# Aim of the task
Collect every line of the rows below that contains the word "white", and copy each such line in full. Case counts.

# Dataset

================================

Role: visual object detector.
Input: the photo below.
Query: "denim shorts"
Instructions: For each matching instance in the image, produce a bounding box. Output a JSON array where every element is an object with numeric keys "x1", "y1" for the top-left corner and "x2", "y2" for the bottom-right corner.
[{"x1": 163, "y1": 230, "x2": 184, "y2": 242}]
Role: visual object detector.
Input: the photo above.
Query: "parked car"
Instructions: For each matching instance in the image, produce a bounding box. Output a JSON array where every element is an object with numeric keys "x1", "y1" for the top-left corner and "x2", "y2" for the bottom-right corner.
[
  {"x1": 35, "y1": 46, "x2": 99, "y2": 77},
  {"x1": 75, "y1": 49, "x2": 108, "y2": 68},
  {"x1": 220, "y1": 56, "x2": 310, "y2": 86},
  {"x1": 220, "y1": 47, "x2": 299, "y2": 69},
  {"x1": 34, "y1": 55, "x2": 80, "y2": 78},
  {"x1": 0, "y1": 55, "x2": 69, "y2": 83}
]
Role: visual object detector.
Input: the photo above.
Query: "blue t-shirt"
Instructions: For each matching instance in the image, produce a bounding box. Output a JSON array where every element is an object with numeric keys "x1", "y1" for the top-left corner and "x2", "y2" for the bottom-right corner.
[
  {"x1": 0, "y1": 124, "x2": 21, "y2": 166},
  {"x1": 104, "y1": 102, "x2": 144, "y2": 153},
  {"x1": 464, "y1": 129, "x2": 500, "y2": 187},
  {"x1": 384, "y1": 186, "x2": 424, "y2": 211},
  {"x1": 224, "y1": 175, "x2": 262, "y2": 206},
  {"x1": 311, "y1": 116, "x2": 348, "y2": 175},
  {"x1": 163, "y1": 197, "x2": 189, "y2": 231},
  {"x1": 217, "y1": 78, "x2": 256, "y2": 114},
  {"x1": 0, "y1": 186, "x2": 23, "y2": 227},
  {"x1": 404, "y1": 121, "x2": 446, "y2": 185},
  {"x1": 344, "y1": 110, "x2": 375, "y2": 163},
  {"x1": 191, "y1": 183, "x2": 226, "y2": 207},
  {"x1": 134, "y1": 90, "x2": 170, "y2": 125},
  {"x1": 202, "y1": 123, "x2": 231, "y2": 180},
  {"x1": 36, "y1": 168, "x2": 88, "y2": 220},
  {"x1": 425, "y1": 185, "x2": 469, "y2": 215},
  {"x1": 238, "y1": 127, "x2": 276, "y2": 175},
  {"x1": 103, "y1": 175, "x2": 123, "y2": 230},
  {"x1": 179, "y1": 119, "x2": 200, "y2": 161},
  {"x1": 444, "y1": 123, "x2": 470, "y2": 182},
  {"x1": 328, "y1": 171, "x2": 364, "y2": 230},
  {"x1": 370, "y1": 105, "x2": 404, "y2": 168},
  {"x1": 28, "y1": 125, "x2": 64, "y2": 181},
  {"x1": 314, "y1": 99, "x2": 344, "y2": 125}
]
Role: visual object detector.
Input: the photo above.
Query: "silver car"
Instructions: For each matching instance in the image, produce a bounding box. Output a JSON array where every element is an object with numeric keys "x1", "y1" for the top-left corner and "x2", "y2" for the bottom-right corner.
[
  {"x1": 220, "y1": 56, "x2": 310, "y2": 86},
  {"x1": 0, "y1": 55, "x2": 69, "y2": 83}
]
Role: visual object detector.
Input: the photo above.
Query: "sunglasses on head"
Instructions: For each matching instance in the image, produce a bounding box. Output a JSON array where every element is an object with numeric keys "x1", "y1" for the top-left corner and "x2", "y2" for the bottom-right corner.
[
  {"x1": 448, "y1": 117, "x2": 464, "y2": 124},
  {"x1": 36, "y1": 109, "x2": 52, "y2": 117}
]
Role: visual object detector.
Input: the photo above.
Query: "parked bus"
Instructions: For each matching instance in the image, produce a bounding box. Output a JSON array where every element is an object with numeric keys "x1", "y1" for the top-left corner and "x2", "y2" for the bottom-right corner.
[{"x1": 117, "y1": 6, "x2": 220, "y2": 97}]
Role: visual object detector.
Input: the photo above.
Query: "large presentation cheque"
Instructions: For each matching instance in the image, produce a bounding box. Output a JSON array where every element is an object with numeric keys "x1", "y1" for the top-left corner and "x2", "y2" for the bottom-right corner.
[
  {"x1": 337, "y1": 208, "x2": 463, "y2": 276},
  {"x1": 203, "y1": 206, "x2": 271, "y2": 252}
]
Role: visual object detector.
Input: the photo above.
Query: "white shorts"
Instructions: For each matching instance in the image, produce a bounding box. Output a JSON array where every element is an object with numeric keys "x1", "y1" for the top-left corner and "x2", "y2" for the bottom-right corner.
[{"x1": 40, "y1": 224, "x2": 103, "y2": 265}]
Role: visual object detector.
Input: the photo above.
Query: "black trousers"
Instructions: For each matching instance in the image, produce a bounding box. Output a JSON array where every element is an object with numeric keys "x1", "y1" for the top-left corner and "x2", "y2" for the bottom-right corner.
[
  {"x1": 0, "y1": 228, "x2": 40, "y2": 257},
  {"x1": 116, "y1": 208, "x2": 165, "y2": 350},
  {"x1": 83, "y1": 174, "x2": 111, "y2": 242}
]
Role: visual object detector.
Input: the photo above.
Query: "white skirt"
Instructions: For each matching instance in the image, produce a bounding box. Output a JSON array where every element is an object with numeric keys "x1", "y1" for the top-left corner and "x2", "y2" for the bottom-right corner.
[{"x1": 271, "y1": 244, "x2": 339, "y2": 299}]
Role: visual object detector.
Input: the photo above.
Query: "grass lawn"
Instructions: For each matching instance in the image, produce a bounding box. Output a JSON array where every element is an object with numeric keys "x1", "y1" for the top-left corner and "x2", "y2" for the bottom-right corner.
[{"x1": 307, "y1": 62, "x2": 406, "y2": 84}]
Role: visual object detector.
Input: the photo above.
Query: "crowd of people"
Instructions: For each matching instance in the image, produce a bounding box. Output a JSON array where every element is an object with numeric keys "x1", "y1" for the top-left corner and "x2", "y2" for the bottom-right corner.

================================

# Output below
Query: "white shorts"
Query: "white skirt"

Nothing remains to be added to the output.